PROBLEM TO WORK ON
What must be returned is the number of lines in the records holding the word "dark", with no other text.

[DATA FOR THE TASK Boundary: Start]

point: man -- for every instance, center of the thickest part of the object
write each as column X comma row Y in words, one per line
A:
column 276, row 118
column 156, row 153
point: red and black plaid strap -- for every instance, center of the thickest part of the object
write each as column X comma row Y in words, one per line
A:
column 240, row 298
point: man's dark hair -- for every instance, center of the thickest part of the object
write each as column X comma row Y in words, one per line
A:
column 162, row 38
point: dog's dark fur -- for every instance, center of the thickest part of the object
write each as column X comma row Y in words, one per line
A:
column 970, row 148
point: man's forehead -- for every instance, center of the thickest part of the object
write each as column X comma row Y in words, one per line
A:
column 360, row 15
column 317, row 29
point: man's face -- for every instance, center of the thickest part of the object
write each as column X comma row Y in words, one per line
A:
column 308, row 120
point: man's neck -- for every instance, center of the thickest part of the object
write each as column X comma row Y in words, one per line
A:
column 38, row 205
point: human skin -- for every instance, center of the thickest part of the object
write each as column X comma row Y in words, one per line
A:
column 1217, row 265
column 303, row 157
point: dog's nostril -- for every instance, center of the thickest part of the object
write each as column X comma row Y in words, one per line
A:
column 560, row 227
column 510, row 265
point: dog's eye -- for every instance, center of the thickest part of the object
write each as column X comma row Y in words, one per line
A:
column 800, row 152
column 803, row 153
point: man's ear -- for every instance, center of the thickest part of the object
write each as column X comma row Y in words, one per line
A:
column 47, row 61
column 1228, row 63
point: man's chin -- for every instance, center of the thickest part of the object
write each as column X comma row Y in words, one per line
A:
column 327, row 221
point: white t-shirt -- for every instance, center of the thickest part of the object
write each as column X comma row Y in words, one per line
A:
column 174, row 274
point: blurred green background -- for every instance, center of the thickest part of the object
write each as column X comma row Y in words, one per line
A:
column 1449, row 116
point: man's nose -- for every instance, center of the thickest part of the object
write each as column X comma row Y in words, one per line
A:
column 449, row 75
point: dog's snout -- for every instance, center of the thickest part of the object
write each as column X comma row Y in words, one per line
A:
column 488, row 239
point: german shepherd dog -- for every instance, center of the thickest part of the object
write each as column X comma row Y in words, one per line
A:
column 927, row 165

[DATA FOR THE TASK Boundary: End]

SOLUTION FOR THIS EXERCISE
2